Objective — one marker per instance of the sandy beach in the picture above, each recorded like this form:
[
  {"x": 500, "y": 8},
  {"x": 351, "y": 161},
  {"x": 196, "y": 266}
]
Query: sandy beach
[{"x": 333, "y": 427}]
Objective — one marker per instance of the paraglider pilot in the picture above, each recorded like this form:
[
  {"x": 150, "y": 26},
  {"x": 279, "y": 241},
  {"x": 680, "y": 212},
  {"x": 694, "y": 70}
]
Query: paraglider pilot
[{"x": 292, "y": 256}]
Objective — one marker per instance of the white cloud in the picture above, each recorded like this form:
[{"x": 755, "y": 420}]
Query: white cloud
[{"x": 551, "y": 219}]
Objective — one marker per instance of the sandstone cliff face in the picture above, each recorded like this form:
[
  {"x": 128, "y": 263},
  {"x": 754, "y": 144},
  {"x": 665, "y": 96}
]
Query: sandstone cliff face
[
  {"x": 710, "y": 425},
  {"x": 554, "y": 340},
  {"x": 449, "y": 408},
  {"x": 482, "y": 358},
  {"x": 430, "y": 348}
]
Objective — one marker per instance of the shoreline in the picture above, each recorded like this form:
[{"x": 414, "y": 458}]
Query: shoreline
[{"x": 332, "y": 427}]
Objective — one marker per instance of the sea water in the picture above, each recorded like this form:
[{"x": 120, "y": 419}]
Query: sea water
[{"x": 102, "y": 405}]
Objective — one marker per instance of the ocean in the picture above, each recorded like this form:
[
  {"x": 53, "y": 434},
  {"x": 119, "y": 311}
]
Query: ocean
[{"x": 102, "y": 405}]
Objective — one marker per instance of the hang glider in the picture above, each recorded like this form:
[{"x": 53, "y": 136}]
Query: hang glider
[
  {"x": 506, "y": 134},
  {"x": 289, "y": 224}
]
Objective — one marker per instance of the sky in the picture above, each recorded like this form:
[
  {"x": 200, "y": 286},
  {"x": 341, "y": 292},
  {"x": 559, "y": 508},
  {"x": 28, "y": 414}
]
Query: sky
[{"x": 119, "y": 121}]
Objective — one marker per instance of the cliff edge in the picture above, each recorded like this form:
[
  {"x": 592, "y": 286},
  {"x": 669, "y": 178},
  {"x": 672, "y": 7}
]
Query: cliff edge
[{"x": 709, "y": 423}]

** Task to complete **
Transcribe all of the lines in the records precisely.

** Solved exercise **
Objective — one marker per instance of the sandy beach in the picture above, each recorded like this form:
[
  {"x": 500, "y": 8},
  {"x": 351, "y": 161},
  {"x": 196, "y": 266}
]
Query: sandy beach
[{"x": 333, "y": 427}]
Objective — one marker per instance of the paraglider pilot in the picture above, each recorded like this form:
[
  {"x": 150, "y": 26},
  {"x": 279, "y": 241},
  {"x": 680, "y": 212},
  {"x": 694, "y": 70}
]
Query: paraglider pilot
[{"x": 292, "y": 256}]
Objective — one marker per instance of the white cloud in the picture above, each recorded like this form:
[{"x": 755, "y": 420}]
Query: white cloud
[{"x": 551, "y": 219}]
Objective — one marker per instance of the sandstone cliff face in the picture above, each recorded like this form:
[
  {"x": 128, "y": 263},
  {"x": 754, "y": 144},
  {"x": 665, "y": 96}
]
Query: sandstone cliff face
[
  {"x": 710, "y": 425},
  {"x": 554, "y": 340},
  {"x": 449, "y": 408},
  {"x": 482, "y": 358},
  {"x": 430, "y": 348}
]
Objective — one marker per instance of the shoreline in the picture above, each recorded like this form:
[{"x": 414, "y": 458}]
Query: shoreline
[{"x": 332, "y": 427}]
Objective — one marker per instance of the sea water in the picture above, each recorded like this form:
[{"x": 120, "y": 419}]
Query: sea water
[{"x": 102, "y": 405}]
Objective — one marker per instance of the ocean in the picture above, each recorded like this form:
[
  {"x": 53, "y": 434},
  {"x": 119, "y": 311}
]
Query: ocean
[{"x": 102, "y": 405}]
Objective — one marker per instance of the hang glider in the picture above, each recorded like this form:
[{"x": 53, "y": 136}]
Query: hang glider
[
  {"x": 506, "y": 134},
  {"x": 289, "y": 224}
]
Objective — one marker per instance of the sky in the picture above, each recorded like this form:
[
  {"x": 200, "y": 286},
  {"x": 341, "y": 292},
  {"x": 559, "y": 508},
  {"x": 28, "y": 414}
]
Query: sky
[{"x": 119, "y": 121}]
Objective — one marker per instance of the cliff edge in the picture above, each recorded like this form:
[
  {"x": 592, "y": 286},
  {"x": 669, "y": 178},
  {"x": 672, "y": 7}
]
Query: cliff edge
[{"x": 709, "y": 423}]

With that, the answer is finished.